**TASK TO COMPLETE**. Return only the lines running from the top of the entries to the line with "of the rock", inclusive, exactly as written.

**TASK INPUTS**.
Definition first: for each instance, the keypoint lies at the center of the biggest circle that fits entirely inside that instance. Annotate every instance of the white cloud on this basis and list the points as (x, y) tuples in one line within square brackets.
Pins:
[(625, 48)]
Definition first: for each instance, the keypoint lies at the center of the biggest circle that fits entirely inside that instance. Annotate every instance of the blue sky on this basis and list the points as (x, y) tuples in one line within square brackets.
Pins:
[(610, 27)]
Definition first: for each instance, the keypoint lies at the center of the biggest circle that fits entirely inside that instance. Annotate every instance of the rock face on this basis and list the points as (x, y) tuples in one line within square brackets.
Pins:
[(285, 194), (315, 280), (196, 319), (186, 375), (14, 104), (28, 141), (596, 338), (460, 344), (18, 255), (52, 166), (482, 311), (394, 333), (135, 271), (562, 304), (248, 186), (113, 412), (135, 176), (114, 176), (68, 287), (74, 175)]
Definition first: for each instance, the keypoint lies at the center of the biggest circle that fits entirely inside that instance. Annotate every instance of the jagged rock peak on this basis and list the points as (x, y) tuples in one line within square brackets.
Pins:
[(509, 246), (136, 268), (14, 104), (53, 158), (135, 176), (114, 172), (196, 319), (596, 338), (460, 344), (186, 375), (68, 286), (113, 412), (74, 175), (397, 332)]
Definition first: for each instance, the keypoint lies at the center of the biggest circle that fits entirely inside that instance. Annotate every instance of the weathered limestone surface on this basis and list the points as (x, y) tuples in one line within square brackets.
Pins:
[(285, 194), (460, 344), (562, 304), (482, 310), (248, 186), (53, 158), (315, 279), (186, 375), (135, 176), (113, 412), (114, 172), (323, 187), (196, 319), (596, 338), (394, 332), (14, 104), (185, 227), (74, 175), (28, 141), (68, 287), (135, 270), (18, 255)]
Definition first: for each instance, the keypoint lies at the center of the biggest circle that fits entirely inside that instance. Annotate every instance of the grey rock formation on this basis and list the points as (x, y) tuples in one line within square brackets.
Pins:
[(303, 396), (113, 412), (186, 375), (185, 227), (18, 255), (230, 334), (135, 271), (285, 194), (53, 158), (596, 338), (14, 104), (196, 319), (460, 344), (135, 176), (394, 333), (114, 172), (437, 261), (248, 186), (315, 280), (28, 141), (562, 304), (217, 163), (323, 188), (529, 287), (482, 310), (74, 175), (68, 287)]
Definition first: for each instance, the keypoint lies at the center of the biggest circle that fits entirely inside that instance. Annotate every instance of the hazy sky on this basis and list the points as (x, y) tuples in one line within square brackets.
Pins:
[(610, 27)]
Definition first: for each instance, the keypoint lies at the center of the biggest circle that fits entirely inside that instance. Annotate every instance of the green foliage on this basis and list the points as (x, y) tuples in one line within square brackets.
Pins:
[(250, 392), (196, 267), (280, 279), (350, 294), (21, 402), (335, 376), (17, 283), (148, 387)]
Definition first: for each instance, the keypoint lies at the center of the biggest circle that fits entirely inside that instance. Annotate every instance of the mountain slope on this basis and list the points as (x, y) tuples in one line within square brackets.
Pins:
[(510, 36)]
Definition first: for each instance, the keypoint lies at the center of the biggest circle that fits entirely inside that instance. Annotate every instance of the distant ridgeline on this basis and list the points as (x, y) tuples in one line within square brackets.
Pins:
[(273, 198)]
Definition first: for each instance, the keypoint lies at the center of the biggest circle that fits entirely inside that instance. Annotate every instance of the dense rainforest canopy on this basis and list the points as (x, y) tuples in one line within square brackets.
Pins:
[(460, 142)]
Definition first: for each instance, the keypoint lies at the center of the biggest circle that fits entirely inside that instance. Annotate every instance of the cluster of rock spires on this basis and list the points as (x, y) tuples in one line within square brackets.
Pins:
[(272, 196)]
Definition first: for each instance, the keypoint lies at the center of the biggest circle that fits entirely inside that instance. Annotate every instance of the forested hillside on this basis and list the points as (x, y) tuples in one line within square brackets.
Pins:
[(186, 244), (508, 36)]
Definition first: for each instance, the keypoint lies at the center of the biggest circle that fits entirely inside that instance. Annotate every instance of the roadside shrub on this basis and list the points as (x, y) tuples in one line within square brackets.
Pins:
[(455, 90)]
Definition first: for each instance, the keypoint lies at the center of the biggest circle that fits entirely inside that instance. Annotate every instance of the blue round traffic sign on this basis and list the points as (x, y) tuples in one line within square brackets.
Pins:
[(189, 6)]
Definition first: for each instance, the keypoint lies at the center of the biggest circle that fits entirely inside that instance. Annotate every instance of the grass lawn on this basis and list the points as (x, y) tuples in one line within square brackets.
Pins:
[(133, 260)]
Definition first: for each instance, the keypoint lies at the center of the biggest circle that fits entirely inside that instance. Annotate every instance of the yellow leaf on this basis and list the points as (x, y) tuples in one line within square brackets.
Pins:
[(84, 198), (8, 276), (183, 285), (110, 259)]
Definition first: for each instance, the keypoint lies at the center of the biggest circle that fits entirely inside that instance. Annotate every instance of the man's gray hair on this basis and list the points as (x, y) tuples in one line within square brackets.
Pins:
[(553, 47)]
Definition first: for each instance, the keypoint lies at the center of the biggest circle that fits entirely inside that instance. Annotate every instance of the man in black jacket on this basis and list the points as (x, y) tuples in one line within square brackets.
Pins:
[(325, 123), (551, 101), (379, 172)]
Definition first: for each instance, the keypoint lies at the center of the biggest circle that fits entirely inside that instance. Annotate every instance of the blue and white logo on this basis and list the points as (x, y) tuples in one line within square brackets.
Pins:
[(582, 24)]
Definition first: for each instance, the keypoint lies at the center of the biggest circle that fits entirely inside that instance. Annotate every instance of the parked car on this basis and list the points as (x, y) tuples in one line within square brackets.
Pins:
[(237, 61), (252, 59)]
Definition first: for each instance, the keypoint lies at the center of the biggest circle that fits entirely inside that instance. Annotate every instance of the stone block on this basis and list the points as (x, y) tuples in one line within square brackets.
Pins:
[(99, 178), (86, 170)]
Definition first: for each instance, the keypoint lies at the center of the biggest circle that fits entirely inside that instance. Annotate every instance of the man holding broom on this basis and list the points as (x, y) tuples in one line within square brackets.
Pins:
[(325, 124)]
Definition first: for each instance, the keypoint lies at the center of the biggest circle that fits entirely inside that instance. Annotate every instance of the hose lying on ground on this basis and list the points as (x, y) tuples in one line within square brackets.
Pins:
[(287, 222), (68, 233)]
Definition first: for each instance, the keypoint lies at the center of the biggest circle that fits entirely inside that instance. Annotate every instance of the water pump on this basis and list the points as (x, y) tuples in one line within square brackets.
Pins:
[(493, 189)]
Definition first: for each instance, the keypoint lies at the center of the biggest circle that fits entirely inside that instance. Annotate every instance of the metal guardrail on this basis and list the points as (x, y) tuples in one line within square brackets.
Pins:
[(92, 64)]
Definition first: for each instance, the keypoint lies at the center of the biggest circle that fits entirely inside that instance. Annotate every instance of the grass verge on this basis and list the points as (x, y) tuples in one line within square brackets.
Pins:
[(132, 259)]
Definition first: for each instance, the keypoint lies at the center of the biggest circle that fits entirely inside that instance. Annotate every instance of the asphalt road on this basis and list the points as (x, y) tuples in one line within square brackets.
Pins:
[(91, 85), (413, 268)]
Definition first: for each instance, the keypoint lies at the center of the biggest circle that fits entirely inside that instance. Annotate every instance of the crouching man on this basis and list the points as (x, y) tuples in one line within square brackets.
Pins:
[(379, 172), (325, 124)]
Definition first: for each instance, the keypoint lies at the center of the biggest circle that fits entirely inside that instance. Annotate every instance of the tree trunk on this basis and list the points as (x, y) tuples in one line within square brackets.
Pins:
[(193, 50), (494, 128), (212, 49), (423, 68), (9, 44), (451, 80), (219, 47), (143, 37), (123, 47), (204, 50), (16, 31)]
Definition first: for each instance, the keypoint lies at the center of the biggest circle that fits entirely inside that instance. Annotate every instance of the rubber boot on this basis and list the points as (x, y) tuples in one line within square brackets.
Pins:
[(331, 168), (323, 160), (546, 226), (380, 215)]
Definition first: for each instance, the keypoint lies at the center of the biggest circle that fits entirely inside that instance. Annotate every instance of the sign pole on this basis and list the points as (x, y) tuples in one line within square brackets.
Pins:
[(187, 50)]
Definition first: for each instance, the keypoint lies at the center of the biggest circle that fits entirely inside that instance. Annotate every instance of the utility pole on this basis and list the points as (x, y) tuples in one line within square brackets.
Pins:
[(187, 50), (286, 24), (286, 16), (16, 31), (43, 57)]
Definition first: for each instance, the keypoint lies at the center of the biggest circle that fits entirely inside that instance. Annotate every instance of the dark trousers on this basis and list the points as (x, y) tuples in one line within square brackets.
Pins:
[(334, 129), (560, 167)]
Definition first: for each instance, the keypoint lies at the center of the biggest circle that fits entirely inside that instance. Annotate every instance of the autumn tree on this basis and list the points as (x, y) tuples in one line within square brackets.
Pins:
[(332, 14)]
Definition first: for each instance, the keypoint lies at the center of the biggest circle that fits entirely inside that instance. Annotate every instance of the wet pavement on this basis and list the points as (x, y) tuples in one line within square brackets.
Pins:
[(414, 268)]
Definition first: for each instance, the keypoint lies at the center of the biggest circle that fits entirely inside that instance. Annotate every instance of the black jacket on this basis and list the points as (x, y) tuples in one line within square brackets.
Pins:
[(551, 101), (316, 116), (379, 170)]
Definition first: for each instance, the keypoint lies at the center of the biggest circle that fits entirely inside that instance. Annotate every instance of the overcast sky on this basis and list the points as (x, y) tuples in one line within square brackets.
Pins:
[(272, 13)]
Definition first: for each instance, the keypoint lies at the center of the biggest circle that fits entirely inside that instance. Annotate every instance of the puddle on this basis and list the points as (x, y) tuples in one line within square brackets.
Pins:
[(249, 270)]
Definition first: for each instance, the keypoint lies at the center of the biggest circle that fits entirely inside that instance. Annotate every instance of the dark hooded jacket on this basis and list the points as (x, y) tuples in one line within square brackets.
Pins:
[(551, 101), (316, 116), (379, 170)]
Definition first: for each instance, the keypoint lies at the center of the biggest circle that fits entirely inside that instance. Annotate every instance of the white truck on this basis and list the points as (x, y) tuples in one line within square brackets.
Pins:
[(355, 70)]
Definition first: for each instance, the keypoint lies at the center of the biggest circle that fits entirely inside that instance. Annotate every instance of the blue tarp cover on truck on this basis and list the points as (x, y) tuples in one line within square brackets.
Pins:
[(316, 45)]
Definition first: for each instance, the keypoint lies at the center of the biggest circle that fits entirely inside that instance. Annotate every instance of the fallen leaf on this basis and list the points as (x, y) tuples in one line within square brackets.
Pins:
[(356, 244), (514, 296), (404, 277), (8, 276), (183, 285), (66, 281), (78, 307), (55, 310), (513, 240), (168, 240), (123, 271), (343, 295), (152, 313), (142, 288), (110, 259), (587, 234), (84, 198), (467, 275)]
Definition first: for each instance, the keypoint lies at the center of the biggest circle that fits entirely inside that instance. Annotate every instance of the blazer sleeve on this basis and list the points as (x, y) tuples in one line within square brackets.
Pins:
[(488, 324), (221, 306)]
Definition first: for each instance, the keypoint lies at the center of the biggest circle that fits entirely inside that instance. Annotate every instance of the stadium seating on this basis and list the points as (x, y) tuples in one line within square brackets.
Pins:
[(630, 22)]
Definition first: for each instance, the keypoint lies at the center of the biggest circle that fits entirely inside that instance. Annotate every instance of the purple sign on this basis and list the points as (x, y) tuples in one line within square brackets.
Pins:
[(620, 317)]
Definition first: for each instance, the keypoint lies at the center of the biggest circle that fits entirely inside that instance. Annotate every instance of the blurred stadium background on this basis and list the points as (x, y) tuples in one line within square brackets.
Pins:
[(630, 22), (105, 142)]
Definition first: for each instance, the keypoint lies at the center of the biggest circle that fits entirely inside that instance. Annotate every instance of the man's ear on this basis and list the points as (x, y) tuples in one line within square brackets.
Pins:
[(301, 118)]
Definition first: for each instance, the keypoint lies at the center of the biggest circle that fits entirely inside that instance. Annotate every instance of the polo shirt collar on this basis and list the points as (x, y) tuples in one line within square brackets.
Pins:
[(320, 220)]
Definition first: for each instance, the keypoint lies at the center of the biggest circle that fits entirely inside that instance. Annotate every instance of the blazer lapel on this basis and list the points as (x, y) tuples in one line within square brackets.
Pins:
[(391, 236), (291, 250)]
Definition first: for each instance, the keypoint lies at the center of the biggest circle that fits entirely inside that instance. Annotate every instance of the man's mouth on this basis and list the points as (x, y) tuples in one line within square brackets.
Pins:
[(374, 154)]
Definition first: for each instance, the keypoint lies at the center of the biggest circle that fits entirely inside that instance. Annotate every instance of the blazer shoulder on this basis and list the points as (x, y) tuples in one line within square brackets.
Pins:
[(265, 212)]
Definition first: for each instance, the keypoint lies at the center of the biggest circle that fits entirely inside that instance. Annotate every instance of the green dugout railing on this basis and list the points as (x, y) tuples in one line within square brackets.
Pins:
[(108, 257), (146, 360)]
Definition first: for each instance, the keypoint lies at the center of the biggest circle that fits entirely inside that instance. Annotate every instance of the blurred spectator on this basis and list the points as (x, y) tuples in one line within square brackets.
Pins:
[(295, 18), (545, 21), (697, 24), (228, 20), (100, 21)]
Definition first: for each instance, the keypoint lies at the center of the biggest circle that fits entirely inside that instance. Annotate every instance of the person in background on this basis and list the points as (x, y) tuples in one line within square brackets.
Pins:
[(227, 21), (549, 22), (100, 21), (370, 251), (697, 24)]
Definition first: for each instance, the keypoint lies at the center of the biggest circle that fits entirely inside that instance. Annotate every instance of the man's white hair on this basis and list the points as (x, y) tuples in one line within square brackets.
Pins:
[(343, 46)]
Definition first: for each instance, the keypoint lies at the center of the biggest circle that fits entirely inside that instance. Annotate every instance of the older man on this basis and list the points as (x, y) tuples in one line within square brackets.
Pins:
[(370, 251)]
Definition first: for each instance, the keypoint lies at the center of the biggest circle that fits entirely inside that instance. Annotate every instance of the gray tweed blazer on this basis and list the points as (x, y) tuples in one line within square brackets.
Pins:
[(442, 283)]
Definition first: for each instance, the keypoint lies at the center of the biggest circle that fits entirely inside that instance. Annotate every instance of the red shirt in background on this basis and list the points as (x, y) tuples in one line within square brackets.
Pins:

**RESULT OF THE EXERCISE**.
Definition first: for each instance, the keypoint lies at the center of the biggest circle that fits entirely inside that instance. Annotate every instance of the white cloud on this basis and list the points as (x, y) tuples in one line within square brackets.
Pins:
[(625, 48)]
Definition first: for each instance, the keypoint lies at the center of the biggest circle that fits entirely inside that instance. Annotate every instance of the blue sky on this basis and list the points as (x, y) tuples in one line within square brackets.
Pins:
[(610, 27)]
Definition first: for each instance, the keypoint lies at the center of the biggest circle that fits entirely inside that instance. Annotate every instance of the rock face on this basis and list the points as (x, y) tuples in one line within square brackets.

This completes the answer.